[RECORDS FOR THIS TASK]

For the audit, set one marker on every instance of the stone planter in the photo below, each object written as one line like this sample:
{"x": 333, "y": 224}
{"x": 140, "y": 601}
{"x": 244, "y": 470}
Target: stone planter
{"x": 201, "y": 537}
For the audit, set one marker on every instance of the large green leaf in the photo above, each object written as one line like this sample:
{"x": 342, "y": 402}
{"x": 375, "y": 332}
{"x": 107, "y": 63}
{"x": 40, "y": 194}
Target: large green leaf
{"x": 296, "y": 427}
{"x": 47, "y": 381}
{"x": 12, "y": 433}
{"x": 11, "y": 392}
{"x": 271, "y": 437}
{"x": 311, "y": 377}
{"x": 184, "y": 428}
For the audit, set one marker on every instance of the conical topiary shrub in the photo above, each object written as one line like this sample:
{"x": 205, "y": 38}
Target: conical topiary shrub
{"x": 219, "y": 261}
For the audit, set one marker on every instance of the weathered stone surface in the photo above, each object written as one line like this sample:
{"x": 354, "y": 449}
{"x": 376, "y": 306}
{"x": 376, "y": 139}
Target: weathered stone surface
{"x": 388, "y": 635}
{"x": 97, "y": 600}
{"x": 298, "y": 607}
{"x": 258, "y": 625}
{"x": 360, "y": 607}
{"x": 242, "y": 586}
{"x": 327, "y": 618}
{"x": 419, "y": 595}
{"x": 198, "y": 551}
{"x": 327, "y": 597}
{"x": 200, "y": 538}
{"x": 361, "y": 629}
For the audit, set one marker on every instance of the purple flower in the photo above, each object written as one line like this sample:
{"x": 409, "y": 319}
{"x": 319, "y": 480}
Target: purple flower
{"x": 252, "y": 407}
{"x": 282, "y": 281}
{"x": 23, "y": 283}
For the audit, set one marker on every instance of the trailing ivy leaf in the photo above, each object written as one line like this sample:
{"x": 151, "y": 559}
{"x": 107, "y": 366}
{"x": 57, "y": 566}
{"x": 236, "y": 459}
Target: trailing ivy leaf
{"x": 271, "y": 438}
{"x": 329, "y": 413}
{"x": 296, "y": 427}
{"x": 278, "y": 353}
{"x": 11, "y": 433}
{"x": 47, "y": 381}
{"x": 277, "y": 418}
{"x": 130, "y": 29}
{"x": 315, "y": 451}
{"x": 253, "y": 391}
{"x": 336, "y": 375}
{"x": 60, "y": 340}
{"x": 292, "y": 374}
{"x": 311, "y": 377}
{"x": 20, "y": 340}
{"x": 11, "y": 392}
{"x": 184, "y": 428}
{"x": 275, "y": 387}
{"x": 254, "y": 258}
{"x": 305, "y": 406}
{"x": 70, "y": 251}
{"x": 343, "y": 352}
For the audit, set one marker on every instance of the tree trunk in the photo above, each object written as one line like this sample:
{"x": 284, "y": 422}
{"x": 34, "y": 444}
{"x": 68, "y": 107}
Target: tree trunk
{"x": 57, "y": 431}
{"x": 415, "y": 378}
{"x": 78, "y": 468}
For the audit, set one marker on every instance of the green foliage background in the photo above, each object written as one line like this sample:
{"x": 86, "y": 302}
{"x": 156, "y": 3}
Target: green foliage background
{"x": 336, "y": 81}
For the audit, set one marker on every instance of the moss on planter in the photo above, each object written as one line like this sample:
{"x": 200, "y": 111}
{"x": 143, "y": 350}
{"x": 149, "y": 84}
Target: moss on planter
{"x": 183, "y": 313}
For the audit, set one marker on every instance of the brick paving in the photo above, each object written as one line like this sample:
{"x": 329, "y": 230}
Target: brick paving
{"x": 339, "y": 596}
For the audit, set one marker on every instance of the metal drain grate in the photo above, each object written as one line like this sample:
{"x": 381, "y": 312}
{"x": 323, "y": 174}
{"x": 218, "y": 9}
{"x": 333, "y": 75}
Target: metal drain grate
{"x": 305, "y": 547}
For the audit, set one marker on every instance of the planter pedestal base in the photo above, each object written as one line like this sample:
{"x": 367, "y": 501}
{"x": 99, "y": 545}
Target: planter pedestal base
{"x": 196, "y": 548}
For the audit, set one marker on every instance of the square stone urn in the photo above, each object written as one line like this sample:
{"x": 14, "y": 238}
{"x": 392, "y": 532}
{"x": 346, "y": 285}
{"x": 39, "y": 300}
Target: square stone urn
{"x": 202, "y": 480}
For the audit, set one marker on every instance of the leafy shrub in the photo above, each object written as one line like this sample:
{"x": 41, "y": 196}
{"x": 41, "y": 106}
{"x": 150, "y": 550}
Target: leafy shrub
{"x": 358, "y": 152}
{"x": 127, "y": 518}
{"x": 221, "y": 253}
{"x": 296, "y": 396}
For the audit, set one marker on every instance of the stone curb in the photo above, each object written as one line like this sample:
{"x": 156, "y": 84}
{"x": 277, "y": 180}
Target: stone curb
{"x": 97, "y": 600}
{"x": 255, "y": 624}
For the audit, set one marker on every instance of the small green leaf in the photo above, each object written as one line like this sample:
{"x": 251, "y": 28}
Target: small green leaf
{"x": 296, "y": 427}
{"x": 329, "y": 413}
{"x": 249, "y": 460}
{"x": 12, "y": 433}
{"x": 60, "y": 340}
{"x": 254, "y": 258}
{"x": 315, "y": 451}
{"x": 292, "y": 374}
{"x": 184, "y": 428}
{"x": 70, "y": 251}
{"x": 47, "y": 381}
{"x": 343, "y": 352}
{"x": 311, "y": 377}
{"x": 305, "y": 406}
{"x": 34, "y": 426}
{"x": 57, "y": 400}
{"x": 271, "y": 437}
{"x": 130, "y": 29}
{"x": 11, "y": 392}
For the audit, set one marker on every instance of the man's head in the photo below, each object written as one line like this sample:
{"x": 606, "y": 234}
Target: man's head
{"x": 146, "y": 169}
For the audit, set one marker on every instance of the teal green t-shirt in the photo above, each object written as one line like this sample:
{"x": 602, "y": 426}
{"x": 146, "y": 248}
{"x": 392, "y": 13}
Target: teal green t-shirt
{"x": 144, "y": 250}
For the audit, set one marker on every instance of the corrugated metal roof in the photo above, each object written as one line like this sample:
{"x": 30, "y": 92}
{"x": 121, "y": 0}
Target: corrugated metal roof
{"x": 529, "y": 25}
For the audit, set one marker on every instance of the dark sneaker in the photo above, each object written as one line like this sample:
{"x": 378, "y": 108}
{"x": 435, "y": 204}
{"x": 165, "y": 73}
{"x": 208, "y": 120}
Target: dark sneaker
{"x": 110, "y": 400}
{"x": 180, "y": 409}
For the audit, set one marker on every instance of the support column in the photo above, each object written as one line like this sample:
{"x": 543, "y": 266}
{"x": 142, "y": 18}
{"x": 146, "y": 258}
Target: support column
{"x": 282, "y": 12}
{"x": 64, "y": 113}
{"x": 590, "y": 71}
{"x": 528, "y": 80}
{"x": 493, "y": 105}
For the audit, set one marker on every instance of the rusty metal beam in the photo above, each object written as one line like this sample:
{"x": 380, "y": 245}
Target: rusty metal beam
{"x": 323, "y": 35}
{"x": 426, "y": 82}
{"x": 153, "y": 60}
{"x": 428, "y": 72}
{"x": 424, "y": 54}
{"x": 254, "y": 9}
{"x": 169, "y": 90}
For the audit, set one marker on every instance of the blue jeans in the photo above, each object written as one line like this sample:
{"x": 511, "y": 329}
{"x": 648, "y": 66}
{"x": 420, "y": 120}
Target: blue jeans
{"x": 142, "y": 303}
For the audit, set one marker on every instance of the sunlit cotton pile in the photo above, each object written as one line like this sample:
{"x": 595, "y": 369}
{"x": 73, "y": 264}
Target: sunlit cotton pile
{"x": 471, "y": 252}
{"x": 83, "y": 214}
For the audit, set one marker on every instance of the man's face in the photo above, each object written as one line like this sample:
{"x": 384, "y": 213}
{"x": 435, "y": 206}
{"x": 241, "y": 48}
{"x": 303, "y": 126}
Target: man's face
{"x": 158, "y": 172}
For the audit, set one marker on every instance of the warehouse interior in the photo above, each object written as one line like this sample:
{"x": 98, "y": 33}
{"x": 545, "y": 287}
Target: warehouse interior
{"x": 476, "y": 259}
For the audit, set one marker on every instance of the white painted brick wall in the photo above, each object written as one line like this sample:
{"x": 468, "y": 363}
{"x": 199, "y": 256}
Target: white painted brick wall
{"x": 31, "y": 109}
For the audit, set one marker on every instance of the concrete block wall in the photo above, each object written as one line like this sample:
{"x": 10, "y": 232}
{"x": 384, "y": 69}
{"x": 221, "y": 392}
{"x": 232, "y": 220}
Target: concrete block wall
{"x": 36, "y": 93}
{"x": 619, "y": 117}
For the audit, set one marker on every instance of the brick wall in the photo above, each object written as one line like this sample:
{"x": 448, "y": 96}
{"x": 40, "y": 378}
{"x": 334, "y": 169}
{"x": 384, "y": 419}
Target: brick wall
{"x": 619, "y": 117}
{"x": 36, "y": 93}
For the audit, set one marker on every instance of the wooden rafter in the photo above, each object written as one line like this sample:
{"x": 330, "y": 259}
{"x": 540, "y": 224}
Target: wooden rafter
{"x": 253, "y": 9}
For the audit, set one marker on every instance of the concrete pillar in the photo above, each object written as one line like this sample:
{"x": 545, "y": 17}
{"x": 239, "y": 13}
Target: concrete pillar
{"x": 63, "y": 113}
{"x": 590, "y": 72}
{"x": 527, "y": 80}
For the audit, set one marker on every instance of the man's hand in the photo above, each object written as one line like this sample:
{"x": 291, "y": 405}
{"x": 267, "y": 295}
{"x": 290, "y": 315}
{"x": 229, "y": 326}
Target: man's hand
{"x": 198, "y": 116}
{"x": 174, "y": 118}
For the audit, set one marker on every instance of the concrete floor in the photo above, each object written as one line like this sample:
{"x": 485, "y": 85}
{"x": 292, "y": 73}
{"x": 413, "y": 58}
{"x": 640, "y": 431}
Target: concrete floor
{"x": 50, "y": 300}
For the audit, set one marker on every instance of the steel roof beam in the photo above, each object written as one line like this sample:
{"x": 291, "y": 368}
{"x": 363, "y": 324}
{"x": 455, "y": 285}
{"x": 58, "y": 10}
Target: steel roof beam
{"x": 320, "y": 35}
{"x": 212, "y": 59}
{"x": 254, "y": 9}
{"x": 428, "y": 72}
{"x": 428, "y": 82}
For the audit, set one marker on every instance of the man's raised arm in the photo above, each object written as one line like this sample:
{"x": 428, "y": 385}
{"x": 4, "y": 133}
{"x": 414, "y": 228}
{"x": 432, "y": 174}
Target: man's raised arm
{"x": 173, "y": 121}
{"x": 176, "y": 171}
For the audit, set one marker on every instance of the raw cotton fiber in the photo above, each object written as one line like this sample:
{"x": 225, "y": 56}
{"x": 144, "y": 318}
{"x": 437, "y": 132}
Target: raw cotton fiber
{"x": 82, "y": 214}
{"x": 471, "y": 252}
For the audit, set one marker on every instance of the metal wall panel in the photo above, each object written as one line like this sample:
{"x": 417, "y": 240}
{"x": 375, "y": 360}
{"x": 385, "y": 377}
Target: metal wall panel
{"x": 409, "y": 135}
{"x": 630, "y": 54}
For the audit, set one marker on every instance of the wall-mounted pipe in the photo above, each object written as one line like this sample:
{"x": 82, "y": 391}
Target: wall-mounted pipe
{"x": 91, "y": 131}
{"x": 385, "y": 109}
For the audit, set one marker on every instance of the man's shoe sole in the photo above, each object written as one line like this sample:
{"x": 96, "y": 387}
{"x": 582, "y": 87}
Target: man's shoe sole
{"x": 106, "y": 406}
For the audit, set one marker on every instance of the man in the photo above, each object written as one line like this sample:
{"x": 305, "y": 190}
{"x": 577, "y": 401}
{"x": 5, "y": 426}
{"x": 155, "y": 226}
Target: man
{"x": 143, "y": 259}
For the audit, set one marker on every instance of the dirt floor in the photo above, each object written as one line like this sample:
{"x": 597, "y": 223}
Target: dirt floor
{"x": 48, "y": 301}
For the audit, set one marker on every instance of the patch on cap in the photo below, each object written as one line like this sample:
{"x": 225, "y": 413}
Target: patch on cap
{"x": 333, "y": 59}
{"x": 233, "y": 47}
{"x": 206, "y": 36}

[/RECORDS FOR THIS TASK]

> [TASK INSTRUCTIONS]:
In the entries above, find the line with "the concrete pillar" and the line with "the concrete floor", then set down exactly those two and every line between them, nothing else.

> [SOLUTION TO THIS EXERCISE]:
For the audit, set one marker on every instance of the concrete pillar in the photo above, each object written as one line like this sample:
{"x": 545, "y": 17}
{"x": 239, "y": 13}
Target: concrete pillar
{"x": 63, "y": 113}
{"x": 590, "y": 72}
{"x": 527, "y": 80}
For the audit, set one marker on every instance of the man's hand in the photo above, each object written as one line like this sample:
{"x": 291, "y": 405}
{"x": 267, "y": 295}
{"x": 290, "y": 315}
{"x": 229, "y": 326}
Target: man's hand
{"x": 198, "y": 116}
{"x": 174, "y": 118}
For the audit, set one marker on every instance of the concrete floor in the photo above, each object written as one line like this sample:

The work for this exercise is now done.